Express the lines of the listing below as a Markdown table with the columns "Row" and "Line", numbering each line and leaving out blank lines. Start at the line containing "where the farm" and end at the line containing "top-left (72, 209), bottom-right (107, 231)", with both of those lines included.

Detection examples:
▬▬▬▬▬▬▬▬▬▬
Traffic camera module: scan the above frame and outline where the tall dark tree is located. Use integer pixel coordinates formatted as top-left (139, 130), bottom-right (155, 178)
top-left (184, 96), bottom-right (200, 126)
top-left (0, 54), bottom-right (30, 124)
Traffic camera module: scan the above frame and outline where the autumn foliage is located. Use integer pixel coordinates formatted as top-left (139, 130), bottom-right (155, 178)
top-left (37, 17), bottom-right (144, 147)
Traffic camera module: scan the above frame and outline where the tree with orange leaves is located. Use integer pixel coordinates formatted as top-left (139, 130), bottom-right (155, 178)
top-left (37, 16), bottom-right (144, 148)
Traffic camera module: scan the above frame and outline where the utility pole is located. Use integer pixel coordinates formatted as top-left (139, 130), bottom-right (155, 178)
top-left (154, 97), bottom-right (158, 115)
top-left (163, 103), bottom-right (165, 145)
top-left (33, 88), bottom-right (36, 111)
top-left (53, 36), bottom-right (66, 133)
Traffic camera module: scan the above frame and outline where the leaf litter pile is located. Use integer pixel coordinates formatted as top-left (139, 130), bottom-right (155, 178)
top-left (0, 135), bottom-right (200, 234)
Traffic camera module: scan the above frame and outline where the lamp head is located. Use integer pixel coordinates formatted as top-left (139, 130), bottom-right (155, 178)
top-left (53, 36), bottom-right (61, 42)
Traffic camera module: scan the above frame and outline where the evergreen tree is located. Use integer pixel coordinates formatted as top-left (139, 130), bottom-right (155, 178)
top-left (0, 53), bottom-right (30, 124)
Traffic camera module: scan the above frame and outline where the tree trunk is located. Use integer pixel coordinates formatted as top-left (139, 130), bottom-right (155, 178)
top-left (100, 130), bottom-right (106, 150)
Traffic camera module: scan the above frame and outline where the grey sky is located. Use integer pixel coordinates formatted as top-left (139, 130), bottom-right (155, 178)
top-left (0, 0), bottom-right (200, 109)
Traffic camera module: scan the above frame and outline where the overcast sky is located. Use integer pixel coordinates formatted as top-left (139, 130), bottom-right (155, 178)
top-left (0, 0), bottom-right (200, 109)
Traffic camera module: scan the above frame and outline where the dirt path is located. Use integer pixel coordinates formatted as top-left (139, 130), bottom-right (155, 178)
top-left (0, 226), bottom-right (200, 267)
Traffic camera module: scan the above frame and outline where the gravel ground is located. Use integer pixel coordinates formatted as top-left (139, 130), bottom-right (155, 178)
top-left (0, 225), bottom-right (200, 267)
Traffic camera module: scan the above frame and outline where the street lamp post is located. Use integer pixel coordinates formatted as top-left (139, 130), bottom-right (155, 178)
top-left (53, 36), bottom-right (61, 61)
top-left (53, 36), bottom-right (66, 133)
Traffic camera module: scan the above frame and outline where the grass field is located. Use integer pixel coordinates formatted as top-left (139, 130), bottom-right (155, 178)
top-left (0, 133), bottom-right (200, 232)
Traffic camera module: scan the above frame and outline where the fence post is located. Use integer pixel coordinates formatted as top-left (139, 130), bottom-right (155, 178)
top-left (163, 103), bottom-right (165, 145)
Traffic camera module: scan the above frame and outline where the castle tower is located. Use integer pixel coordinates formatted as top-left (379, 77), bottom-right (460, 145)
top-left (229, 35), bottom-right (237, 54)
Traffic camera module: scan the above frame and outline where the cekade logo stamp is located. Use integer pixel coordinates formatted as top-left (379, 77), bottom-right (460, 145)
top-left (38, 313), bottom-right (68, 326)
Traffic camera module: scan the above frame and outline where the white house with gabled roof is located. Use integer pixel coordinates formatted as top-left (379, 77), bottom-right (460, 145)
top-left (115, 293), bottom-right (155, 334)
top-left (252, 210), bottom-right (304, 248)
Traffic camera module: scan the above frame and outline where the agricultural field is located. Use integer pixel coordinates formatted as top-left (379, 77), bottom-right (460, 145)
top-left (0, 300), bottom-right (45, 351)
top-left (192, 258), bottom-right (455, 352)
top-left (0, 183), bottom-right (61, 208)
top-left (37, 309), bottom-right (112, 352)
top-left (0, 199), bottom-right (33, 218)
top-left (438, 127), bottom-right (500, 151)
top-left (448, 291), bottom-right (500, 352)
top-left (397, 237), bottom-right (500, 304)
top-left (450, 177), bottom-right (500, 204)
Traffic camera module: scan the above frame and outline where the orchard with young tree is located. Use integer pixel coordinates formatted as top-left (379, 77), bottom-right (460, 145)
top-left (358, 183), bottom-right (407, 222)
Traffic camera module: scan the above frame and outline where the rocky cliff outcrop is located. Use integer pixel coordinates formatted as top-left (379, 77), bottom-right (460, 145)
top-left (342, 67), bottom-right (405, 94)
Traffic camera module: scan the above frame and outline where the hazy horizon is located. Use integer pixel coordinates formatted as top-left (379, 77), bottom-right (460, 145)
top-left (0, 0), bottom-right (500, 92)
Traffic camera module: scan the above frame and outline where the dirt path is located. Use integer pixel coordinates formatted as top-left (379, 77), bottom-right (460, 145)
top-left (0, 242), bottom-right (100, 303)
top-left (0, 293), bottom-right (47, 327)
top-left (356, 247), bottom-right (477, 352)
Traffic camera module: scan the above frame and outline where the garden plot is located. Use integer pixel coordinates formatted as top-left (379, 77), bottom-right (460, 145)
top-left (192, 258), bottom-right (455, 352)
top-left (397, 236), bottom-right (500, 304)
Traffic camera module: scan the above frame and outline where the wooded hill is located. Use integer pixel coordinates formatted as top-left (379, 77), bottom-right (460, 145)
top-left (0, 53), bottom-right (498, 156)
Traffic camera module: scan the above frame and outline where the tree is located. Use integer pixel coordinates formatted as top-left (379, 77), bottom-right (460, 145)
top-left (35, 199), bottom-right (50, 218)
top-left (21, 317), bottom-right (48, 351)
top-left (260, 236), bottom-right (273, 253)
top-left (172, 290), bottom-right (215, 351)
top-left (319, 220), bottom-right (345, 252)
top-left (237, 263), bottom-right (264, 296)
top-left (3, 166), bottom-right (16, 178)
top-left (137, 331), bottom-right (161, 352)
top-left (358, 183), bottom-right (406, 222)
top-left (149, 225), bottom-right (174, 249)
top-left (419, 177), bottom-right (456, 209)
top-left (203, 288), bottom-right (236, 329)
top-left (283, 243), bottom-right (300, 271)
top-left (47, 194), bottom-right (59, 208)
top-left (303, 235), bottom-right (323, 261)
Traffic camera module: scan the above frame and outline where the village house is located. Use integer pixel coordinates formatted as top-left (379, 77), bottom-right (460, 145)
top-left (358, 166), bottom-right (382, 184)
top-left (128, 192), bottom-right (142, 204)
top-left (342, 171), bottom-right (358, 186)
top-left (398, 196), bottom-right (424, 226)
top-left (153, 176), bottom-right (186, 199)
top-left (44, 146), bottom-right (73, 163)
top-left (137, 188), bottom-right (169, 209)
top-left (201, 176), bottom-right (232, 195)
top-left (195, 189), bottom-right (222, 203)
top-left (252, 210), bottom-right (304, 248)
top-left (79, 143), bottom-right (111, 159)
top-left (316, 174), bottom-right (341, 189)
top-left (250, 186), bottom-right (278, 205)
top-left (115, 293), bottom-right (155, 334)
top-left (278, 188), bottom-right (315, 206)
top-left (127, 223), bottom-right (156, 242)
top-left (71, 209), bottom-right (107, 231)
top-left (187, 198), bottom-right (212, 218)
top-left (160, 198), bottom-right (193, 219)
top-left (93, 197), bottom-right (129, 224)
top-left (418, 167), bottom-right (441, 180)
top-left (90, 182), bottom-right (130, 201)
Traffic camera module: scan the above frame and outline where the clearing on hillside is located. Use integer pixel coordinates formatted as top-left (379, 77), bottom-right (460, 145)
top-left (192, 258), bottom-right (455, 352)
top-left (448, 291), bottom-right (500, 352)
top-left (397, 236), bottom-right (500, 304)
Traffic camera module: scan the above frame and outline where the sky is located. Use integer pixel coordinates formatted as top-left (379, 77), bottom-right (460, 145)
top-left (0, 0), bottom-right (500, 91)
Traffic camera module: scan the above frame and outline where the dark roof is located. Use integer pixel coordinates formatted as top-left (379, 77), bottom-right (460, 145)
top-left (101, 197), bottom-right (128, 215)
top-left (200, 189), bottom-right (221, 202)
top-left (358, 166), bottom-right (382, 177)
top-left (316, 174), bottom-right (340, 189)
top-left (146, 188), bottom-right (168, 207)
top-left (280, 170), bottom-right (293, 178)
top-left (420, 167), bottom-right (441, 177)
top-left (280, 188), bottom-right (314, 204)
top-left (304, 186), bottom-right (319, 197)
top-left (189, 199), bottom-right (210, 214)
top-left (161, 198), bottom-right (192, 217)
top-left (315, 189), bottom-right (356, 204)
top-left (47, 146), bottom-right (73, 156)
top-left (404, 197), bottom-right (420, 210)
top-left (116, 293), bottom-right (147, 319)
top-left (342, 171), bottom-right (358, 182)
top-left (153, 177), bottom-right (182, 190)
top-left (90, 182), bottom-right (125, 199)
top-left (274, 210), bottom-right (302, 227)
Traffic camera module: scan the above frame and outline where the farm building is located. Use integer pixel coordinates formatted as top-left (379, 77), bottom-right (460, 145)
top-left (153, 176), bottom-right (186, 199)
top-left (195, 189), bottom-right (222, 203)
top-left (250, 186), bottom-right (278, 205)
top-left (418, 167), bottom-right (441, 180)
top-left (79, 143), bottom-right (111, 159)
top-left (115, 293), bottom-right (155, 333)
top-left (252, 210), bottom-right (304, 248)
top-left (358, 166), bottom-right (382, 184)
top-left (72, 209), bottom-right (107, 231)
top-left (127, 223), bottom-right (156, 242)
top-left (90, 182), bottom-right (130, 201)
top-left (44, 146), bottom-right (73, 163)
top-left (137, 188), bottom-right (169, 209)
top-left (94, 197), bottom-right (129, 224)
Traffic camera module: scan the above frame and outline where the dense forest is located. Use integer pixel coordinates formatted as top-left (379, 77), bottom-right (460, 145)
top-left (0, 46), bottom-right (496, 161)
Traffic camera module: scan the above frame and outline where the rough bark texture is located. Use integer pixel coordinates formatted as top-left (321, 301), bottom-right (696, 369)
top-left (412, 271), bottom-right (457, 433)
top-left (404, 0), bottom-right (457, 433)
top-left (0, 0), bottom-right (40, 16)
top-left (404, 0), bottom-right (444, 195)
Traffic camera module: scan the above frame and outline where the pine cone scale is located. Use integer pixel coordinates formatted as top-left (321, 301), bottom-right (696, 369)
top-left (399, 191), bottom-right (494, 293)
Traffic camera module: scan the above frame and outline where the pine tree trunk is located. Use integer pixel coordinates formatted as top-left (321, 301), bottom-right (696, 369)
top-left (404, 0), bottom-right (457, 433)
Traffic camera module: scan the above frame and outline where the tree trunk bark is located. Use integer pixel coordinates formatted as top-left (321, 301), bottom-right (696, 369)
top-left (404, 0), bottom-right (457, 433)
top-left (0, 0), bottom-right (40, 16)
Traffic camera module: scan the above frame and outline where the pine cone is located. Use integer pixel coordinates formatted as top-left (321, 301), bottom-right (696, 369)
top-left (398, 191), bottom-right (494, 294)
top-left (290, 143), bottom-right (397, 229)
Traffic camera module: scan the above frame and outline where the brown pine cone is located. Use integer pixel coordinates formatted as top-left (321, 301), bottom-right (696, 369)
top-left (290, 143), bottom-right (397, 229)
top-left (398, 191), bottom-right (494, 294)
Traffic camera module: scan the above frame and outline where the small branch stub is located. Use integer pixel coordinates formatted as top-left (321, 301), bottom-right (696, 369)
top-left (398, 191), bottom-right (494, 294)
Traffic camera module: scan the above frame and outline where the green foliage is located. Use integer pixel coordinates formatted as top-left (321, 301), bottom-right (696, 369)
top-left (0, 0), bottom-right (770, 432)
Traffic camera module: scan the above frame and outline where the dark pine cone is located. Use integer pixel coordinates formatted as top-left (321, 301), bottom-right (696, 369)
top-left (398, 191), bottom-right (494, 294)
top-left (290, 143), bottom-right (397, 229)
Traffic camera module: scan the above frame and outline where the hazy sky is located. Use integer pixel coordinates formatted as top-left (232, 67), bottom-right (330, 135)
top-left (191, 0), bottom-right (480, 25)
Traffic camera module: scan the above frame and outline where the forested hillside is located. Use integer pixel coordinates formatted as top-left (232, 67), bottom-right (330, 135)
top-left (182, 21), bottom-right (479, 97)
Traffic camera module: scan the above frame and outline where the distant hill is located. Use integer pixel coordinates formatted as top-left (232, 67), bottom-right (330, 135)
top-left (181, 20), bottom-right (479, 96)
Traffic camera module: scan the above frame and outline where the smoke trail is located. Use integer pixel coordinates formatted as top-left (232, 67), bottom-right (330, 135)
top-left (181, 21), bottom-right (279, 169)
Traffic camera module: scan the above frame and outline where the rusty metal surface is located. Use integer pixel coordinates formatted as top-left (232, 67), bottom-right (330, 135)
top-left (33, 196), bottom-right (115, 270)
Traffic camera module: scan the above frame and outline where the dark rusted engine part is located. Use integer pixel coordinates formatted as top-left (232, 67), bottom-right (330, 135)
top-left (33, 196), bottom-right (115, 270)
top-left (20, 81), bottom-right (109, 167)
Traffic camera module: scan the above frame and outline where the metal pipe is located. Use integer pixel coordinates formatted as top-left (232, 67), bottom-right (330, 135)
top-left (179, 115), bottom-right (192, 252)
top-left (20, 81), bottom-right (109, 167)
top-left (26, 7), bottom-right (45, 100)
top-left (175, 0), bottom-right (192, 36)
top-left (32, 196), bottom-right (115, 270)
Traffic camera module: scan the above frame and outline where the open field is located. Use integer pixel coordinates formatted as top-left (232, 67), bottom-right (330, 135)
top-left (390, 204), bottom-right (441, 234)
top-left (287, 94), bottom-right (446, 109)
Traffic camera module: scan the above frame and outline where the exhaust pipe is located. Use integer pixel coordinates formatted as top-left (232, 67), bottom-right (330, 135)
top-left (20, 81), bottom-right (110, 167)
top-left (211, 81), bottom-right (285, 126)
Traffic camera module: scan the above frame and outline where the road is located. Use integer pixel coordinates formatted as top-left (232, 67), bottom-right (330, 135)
▬▬▬▬▬▬▬▬▬▬
Reply:
| Row | Line |
|---|---|
| 1 | Traffic camera module: scan the above frame and outline where the farm building is located. Use integer pixel coordinates formatted as top-left (379, 77), bottom-right (460, 145) |
| 2 | top-left (153, 176), bottom-right (186, 199) |
| 3 | top-left (195, 189), bottom-right (222, 203) |
| 4 | top-left (250, 186), bottom-right (278, 205) |
| 5 | top-left (418, 167), bottom-right (441, 180) |
| 6 | top-left (79, 143), bottom-right (111, 159) |
| 7 | top-left (115, 293), bottom-right (155, 333) |
| 8 | top-left (252, 210), bottom-right (304, 248) |
| 9 | top-left (358, 166), bottom-right (382, 184) |
| 10 | top-left (72, 209), bottom-right (107, 231) |